§ **Directions**: Your answer should consist of the lines in the following data that contain "leaf".

§ **Extracted records**:
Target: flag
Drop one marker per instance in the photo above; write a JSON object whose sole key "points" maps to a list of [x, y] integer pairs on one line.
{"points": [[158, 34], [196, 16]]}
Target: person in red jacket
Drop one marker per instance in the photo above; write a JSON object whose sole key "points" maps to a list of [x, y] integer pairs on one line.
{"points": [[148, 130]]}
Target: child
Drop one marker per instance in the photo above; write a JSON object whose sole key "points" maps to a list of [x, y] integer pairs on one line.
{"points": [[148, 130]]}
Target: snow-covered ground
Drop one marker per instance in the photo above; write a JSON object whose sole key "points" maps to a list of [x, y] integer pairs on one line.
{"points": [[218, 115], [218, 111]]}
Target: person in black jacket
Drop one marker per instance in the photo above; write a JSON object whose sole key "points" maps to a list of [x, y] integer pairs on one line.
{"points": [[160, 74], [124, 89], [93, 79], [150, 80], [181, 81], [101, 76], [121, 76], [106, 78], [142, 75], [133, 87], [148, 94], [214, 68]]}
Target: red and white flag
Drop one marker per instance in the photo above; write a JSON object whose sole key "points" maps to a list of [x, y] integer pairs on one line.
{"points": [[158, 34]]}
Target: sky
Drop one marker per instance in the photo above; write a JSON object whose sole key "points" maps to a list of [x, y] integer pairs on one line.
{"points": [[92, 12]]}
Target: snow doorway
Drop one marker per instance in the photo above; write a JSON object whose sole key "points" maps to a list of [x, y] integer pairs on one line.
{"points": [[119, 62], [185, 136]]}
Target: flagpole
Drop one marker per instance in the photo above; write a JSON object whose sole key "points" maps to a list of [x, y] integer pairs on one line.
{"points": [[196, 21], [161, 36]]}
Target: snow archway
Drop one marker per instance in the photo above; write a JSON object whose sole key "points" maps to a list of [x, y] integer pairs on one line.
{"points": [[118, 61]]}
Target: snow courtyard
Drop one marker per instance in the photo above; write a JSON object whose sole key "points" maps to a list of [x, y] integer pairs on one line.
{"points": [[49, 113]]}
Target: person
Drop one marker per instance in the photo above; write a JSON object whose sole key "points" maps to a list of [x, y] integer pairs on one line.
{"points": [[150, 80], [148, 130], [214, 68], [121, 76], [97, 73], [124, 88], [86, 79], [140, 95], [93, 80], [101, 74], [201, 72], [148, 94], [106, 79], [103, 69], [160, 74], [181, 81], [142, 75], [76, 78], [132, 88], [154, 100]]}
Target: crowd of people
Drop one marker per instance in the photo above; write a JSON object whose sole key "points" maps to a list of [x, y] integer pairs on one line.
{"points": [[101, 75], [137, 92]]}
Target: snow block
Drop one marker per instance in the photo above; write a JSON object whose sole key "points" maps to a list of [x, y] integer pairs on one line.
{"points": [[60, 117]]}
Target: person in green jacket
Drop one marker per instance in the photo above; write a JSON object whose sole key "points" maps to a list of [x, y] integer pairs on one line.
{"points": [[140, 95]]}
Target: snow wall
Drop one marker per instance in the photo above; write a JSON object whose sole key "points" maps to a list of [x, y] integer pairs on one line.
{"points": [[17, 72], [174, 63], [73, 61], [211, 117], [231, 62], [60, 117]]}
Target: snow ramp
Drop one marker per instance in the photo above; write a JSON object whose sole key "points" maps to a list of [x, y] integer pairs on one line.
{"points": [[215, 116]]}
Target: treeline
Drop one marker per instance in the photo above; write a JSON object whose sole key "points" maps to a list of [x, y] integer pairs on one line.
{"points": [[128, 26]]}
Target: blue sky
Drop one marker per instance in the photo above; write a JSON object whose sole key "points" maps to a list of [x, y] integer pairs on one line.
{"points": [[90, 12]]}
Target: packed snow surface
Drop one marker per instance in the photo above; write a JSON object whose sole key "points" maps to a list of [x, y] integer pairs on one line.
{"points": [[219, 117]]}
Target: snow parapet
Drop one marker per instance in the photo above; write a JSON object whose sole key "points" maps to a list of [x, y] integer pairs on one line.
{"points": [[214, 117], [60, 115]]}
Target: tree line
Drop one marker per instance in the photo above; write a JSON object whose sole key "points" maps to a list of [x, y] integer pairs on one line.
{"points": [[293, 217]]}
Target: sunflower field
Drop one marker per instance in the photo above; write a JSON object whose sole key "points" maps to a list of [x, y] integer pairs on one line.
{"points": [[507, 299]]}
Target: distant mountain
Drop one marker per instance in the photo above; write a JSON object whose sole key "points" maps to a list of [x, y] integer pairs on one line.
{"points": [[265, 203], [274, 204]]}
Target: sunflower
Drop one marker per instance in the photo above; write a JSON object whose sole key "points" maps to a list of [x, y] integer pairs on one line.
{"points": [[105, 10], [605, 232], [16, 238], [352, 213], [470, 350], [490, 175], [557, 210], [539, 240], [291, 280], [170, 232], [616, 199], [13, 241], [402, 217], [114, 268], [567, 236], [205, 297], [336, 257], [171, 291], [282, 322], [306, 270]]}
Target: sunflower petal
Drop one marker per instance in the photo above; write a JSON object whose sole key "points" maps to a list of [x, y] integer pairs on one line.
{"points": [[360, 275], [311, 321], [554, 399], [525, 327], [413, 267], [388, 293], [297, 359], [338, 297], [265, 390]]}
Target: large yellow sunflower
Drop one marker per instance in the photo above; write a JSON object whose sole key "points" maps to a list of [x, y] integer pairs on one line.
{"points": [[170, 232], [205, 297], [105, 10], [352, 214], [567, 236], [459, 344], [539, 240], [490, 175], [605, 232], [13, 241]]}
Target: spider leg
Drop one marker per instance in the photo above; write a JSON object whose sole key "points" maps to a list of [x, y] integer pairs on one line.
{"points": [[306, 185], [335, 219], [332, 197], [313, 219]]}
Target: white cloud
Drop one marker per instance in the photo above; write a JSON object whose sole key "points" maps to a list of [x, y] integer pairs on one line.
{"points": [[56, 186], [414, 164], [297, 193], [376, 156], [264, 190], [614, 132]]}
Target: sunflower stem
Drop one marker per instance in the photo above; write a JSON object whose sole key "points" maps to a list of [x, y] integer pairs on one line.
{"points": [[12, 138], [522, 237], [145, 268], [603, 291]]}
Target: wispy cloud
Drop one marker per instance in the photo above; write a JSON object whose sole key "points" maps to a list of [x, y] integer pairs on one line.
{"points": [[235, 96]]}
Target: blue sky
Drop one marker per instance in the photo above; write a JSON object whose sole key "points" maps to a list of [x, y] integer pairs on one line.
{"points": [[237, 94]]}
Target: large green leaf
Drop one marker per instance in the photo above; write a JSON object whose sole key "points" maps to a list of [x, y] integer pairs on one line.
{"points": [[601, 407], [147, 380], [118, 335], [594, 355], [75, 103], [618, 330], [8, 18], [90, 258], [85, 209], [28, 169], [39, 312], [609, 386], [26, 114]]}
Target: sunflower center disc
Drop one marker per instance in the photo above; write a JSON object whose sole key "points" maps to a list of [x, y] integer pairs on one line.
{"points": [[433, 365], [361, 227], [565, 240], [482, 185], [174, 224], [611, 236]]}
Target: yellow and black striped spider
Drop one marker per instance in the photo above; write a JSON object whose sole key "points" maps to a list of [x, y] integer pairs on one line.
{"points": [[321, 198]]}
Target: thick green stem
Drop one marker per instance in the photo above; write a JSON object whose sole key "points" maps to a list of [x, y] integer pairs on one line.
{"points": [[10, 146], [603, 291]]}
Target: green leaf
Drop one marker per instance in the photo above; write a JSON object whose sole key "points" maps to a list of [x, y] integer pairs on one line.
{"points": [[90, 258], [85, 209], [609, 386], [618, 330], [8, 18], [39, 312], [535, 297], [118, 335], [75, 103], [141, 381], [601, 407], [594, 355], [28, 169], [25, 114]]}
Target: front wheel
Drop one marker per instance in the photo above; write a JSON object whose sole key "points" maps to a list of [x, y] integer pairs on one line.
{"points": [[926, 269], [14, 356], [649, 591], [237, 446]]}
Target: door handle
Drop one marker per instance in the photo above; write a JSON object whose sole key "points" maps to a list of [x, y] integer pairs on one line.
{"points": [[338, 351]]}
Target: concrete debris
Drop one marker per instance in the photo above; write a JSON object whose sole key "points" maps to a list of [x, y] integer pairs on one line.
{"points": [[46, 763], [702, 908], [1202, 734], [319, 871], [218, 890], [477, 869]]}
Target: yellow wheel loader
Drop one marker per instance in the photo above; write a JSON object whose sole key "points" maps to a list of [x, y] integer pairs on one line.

§ **Answer to the problem**:
Target: large green leaf
Target: green leaf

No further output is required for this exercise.